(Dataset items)

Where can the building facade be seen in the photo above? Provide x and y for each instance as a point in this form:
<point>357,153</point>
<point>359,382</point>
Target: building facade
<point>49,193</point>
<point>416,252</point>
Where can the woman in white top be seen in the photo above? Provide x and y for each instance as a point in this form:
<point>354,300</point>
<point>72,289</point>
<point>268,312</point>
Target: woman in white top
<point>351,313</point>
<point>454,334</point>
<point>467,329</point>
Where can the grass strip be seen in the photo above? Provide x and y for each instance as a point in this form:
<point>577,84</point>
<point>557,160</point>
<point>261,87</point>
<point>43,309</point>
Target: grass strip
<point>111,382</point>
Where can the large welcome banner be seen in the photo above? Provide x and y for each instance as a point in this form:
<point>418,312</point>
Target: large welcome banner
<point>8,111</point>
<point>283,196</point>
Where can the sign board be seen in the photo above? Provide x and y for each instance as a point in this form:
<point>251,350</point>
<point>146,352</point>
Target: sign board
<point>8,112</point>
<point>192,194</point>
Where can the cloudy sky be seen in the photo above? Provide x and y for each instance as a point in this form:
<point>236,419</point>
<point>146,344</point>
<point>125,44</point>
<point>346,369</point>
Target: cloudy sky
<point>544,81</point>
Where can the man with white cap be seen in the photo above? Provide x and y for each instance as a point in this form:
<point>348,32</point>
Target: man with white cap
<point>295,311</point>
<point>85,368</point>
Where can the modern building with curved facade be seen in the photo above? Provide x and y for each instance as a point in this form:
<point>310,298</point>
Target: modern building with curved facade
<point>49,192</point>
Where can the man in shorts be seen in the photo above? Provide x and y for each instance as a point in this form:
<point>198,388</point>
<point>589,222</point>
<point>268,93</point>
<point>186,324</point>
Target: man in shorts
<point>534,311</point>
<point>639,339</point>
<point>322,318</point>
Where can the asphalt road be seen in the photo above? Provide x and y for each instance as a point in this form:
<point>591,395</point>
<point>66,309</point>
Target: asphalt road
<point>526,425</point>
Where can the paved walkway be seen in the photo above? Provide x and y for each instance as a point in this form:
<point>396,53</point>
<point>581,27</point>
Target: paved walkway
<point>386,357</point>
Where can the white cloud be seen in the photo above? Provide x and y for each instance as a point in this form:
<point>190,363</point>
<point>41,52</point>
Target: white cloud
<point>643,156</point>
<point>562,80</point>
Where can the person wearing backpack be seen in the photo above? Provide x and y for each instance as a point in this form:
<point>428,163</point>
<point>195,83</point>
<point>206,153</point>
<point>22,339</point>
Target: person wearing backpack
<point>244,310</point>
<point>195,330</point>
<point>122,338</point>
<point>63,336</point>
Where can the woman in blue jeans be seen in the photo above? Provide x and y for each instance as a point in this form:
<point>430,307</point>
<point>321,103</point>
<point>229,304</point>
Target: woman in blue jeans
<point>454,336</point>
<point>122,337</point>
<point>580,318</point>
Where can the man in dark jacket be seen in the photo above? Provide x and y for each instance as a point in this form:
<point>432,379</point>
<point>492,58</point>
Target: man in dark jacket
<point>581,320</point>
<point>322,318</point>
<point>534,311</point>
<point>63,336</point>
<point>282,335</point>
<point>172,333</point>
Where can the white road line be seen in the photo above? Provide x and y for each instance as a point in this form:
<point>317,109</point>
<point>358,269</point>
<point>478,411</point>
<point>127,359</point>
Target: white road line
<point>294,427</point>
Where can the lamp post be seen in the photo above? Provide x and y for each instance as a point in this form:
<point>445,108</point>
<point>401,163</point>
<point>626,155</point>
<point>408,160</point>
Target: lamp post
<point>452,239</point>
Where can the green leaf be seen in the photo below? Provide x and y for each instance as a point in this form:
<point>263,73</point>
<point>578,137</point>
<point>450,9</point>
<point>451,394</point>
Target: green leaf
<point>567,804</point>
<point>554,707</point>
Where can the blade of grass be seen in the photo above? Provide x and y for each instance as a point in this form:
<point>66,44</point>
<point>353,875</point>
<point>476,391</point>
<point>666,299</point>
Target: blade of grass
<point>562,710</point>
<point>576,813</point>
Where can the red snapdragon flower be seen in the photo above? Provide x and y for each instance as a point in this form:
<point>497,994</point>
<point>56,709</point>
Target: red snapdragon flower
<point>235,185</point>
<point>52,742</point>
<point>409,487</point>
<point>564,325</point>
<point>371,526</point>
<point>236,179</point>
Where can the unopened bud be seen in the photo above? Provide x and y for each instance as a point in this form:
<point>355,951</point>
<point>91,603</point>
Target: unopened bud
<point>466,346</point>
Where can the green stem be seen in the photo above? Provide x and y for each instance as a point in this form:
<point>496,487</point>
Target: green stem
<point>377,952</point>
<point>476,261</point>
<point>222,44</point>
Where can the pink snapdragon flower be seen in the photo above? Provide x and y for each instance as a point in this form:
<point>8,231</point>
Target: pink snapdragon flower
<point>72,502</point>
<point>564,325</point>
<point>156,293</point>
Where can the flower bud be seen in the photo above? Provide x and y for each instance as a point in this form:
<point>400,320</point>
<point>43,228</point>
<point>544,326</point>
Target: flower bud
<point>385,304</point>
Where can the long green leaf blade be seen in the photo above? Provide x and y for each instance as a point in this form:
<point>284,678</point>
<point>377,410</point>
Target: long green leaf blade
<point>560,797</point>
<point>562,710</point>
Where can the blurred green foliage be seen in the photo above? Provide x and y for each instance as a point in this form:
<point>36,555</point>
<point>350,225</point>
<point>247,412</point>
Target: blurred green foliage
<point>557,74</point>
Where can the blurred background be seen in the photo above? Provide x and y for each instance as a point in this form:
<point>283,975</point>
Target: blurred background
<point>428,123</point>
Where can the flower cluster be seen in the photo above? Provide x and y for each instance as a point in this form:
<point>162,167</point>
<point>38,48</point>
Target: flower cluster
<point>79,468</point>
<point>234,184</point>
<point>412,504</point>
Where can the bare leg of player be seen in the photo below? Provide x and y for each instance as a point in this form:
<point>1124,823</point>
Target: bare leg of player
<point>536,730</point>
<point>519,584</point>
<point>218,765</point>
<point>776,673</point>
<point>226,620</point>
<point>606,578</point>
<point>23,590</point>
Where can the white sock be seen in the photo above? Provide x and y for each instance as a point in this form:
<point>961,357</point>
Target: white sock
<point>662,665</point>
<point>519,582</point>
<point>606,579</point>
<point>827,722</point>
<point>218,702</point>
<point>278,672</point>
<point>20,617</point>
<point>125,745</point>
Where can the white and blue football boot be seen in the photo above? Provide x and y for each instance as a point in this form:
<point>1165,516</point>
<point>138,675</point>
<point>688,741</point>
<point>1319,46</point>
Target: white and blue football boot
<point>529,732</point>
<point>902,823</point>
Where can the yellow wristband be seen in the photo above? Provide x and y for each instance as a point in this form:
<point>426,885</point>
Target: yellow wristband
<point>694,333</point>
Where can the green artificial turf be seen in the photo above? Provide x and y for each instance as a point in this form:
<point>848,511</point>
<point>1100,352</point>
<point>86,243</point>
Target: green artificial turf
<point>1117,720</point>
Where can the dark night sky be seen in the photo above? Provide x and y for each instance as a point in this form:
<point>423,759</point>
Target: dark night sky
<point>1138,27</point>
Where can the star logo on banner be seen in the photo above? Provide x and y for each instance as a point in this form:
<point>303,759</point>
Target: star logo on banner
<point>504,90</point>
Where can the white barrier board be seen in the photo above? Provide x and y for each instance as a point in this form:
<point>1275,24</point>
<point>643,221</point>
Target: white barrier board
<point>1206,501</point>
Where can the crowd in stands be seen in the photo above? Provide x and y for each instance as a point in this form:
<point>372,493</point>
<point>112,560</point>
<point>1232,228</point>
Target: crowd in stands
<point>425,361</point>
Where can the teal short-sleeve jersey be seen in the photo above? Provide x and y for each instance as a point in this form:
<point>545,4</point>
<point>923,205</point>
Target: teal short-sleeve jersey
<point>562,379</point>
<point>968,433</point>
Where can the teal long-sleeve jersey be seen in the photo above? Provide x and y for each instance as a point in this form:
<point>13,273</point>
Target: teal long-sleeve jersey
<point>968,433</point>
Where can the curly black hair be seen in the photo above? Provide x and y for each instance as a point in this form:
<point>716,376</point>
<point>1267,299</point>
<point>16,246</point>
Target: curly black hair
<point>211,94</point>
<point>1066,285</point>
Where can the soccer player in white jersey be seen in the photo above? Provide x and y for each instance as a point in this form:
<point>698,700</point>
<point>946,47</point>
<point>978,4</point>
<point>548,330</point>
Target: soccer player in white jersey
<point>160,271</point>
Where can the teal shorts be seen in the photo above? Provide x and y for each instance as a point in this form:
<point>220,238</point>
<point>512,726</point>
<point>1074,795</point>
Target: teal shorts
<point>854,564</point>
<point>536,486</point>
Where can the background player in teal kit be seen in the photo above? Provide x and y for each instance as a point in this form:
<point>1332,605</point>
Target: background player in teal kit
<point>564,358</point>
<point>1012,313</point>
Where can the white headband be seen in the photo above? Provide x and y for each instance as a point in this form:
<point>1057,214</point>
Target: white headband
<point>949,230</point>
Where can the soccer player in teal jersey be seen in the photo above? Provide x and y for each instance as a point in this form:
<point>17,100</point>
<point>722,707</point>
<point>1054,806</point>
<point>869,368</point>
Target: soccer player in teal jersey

What to work on — Find the line with "Where can the soccer player in white" in the listing above, then write out that line and each remaining line exactly, with no other text.

Written reply —
Where can the soccer player in white jersey be seen in the photo above? Provide x and y for each instance as a point in this form:
<point>698,700</point>
<point>946,47</point>
<point>978,4</point>
<point>548,330</point>
Target: soccer player in white jersey
<point>160,271</point>
Where can the teal shorts be seen in the photo above? Provide x and y for each instance as a point in this form:
<point>220,238</point>
<point>512,726</point>
<point>1074,795</point>
Target: teal shorts
<point>854,564</point>
<point>536,486</point>
Where can the background player in teal kit be seen in the photo above? Provide x and y for each instance as a point in this form:
<point>1332,605</point>
Target: background player in teal kit
<point>564,358</point>
<point>1012,313</point>
Where can the white headband be seen in the photo above? Provide x and y for each instance as a point in this form:
<point>1057,214</point>
Target: white headband
<point>949,230</point>
Where can the soccer player in teal jersey be seen in the photo above? Provide x and y for each instance as a point in this form:
<point>17,100</point>
<point>722,707</point>
<point>1054,806</point>
<point>869,368</point>
Target: soccer player in teal jersey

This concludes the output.